-------- Source

I should just like to support what my colleague, Senator Murphy, has said in this matter and to add that I really cannot understand why the payment to the judges should be retrospective. Surely there was no urgency in their case whereas, in the case of the old age pensioners, there is definite urgency? To ask these people to wait until August does impose grave hardship on them. After all, we realise that many of them are suffering from malnutrition. A large number of them have inadequate clothing and most of them live in very bad housing conditions. I should like the Minister to give further consideration to that aspect. It certainly is urgent to pay the old age pensioners but there is definitely no urgency about paying this increase to the judges.

Before putting down my recommendation, I must confess I found myself in considerable difficulty, not any difficulty in regard to principles but the difficulty of trying to work it out within the confines of my mind, without consulting anybody. Eventually, I reached a conclusion whereby I found myself forced to put down this recommendation. I must say there were times during these internal deliberations, if I might so describe them, when I was tempted to consult the people directly interested in the subject matter of this amendment, that is, existing judiciary and one person who as far as I know would be affected by it. I hope the arguments I propose to adduce in favour of the recommendation will come as a disappointment to people who might be expecting sharp political criticism from me, or criticism of any particular person or persons on political grounds.

That is furthermost from my mind. I find myself, in arguing for this recommendation, in a triple capacity and I do not know from which element of capacity derives my first and primary duty. I am speaking, first of all, as a citizen of the State; secondly, as a member of Seanad Éireann; and thirdly, as a practising lawyer in the courts presided over by the people to whom I shall be referring. I shall be referring also to a person who presided over the Supreme Court until last November, during all the years of my practice.

I found myself disturbed, as indeed were many other members of the legal profession as well as thinking people in the rest of the community who are not members of the legal profession, by the suggestion that this Bill should be back-dated to November 1st, in order to bring in the Chief Justice, Mr. Conor Maguire, who retired in December last year.

One meets with the distasteful suggestion from members of the public from time to time, and since this Bill was first introduced in Dáil Éireann, that a man after so long a period divorced from the ordinary life of the nation, first, in the High Court as President and later, as Chief Justice, should still be so close to the Executive that he would merit consideration in a Bill of this kind and that back-dating is specifically for him. Curiously enough, while the whole matter is open to suspicion, I personally do not fully accept that to be the case. That is one of the reasons I have put down my recommendation, in order to clarify the position.

----------------
-------- Available data

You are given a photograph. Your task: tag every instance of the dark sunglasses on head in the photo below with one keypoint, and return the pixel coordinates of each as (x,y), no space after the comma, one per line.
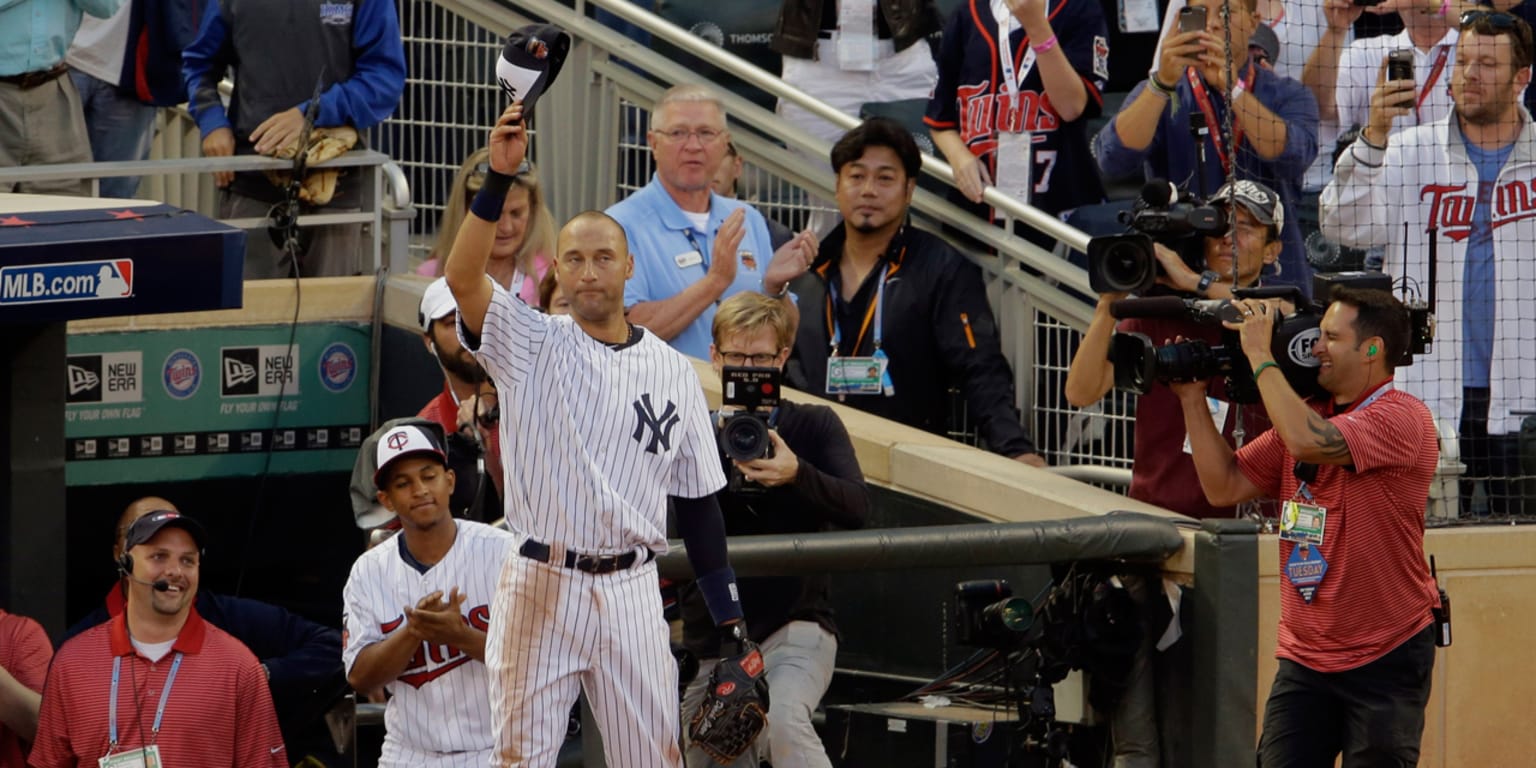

----------------

Given exercise:
In the Seanad debate text above, who is named as the retired Chief Justice whom back-dating the Bill would bring in?

Solution to the problem:
Mr. Conor Maguire, who retired in December of the previous year.